**Exercise objective**
Copy the entries that follow, exactly and completely.

**Given data**

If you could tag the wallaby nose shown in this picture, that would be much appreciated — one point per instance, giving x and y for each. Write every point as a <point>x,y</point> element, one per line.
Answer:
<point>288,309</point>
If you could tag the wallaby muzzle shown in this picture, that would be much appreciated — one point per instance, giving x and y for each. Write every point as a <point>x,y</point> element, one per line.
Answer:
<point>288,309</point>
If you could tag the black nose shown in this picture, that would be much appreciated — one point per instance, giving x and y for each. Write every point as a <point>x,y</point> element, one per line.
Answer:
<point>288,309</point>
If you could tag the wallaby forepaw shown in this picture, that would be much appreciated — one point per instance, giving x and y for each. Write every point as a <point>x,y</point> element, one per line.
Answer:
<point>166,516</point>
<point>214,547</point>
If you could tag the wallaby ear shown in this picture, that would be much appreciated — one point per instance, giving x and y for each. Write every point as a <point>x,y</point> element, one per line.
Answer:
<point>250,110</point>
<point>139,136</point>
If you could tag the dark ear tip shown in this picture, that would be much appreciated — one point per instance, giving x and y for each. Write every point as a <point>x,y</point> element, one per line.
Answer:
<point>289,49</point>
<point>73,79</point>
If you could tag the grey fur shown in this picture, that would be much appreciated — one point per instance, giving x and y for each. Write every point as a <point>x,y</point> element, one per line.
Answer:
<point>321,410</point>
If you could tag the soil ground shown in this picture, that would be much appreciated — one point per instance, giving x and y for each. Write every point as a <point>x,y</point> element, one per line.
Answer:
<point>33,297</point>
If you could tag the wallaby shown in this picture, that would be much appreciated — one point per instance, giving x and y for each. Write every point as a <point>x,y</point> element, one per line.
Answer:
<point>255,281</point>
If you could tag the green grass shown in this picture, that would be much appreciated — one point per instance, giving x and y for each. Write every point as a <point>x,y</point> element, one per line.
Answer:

**Answer box**
If you could tag the wallaby nose shown in this picture, that would be much appreciated — one point per instance, giving x and y for each. Write every point as a <point>x,y</point> element, one per line.
Answer:
<point>288,309</point>
If you could tag the wallaby muzzle shown in this picture, that would be much appreciated — one point per instance, giving x and y for each. Write every point as a <point>x,y</point> element, one per line.
Answer:
<point>288,309</point>
If you could tag the black nose shown in this picture, that would be much appreciated — one point per instance, giving x and y for each. Write every point as a <point>x,y</point> element, one per line.
Answer:
<point>288,309</point>
If you could tag the wallaby forepaw shown in this picture, that would be much appreciated — one point per instance, giving x and y for each. Write every point as a <point>x,y</point> element, one per line.
Answer:
<point>166,516</point>
<point>214,547</point>
If you could tag the wallaby ear shown in this picture, that would be much appreciated — one point per instance, giving x and y for each. Write every point as a <point>x,y</point> element, one per line.
Answer:
<point>250,110</point>
<point>139,136</point>
If you could tag the dark ear tip shown in this picture, that would be much appreciated — one point per instance, giving x and y for each. Write every point as a <point>x,y</point> element, one per line.
Answer:
<point>289,49</point>
<point>73,79</point>
If you could tag the grey fur shown in this picture, that would be much appreciated — one point per instance, giving x and y for each. Write every point as a <point>x,y</point> element, one per line.
Answer:
<point>321,410</point>
If you could tag the soil ground shown in this picture, that would be much appreciated — one point per instance, giving x and y for each. Write every point as a <point>x,y</point> element, one per line.
Answer:
<point>33,297</point>
If you could tag the wallaby shown in this picture, that would be much appreciated — one point per instance, giving x and y for each. Write every point as a <point>x,y</point> element, one per line.
Answer:
<point>255,281</point>
If you could tag the green grass shown in this picture, that would be much appreciated — one point per instance, giving x and y for each. Write every point as a <point>x,y</point> element, one per line.
Answer:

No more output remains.